Reading text:

Create a DataFrame with a 'price' column. Use .assign() to add a 'tax' column (10% of price) and a 'total' column (price + tax) in a single call.
Solution to Exercise 1
Add multiple computed columns with assign.
import pandas as pd
df = pd.DataFrame({'product': ['A', 'B', 'C'], 'price': [10.0, 25.0, 15.0]})
result = df.assign(
tax=lambda x: x['price'] * 0.10,
total=lambda x: x['price'] * 1.10
)
print(result)
Exercise 2.
Use .assign() with a lambda that references a previously created column in the same call. For example, create 'bonus' as 10% of salary, then 'total_pay' as salary + bonus, all in one .assign() chain.
Solution to Exercise 2
Reference columns created within the same assign call.
import pandas as pd
df = pd.DataFrame({'name': ['Alice', 'Bob'], 'salary': [50000, 60000]})

Data listing:
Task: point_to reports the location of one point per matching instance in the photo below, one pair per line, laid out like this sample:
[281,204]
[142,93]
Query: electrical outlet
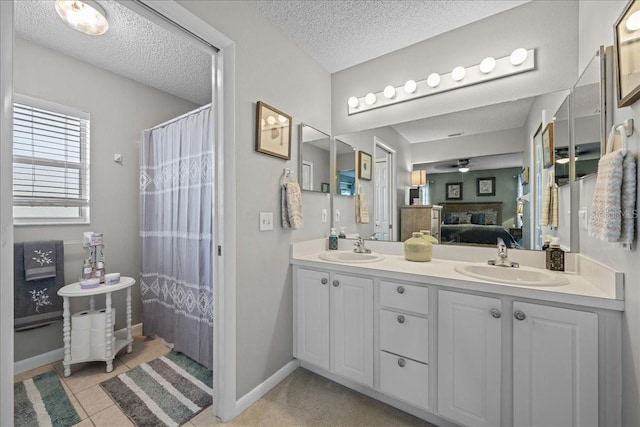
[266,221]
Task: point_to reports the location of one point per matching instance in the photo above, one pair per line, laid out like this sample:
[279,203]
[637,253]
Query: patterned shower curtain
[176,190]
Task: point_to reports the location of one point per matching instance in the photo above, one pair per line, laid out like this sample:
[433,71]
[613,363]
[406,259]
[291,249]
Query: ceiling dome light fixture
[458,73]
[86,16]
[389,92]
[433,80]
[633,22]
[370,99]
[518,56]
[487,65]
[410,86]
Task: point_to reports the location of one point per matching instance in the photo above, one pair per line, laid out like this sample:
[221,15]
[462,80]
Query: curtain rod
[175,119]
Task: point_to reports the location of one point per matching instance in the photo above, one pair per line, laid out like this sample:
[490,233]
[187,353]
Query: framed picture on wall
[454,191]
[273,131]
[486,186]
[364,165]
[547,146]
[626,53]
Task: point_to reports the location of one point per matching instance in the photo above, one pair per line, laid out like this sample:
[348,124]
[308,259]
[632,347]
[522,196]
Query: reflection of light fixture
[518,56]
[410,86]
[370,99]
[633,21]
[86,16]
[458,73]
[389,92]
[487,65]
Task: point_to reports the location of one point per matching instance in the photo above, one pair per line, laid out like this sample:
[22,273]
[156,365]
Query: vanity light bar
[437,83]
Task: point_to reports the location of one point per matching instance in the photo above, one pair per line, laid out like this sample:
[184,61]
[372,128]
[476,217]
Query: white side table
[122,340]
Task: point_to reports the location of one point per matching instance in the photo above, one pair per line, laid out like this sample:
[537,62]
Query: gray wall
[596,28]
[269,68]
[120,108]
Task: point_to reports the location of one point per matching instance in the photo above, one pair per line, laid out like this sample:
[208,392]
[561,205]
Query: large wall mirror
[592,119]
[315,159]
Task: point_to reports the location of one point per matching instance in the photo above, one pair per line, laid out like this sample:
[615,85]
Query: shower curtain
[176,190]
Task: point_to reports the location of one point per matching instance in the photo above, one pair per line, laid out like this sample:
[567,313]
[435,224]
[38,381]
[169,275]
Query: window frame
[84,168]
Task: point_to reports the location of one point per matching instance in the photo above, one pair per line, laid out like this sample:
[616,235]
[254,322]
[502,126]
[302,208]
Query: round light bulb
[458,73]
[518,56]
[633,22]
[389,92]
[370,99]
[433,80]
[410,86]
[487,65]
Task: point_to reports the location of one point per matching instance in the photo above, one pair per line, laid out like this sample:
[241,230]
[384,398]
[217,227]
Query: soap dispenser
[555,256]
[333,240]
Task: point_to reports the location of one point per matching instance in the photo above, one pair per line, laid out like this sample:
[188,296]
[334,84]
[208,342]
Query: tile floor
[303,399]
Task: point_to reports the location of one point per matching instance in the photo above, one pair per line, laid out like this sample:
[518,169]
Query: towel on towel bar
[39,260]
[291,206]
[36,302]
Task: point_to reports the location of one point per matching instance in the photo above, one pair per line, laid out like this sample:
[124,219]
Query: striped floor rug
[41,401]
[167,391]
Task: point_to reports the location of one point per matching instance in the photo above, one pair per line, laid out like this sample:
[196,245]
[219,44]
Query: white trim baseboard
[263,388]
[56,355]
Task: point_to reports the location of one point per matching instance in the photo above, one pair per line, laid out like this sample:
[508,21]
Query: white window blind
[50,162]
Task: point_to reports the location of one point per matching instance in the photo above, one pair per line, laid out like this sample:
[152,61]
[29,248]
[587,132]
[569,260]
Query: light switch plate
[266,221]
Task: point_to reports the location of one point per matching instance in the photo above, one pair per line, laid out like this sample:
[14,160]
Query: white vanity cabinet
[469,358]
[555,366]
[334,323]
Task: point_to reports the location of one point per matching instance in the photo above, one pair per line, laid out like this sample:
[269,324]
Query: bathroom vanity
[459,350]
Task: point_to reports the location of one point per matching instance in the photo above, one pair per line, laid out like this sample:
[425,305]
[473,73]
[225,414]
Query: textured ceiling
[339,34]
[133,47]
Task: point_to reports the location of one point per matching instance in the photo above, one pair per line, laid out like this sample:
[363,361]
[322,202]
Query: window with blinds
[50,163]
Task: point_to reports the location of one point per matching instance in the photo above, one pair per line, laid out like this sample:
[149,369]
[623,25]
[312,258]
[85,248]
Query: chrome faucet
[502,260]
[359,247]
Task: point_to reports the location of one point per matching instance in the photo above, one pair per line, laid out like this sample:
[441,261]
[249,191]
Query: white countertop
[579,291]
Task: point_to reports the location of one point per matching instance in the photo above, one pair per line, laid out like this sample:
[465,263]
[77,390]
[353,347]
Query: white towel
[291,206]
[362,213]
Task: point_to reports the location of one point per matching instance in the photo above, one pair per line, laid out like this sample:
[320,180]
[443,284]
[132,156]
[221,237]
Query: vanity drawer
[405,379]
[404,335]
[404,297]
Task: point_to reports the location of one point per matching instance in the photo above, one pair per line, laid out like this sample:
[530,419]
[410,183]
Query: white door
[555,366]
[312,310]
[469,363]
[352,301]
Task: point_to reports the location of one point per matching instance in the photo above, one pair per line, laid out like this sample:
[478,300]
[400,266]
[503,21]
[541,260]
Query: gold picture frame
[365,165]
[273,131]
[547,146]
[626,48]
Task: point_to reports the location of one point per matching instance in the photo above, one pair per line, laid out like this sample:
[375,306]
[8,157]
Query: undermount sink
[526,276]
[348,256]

Work to do:
**A)** Report every line of the records that contains the string "fixture".
**B)** Go on with the pandas exercises from the point where they stop.
The records are unrelated to the pandas exercises.

Outputs by task:
**A)**
Query: ceiling dome light fixture
Query: reflection of light fixture

**B)**
result = df.assign(
bonus=lambda x: x['salary'] * 0.10,
total_pay=lambda x: x['salary'] + x['salary'] * 0.10
)
print(result)
Exercise 3.
Create a DataFrame and use .assign() to overwrite an existing column (e.g., round a float column to 2 decimal places). Verify that the original DataFrame is unchanged and only the returned DataFrame has the modification.
Solution to Exercise 3
Overwrite a column via assign without modifying the original.
import pandas as pd
df = pd.DataFrame({'value': [3.14159, 2.71828, 1.41421]})
result = df.assign(value=lambda x: x['value'].round(2))
print("Original:", df['value'].tolist())
print("Assigned:", result['value'].tolist())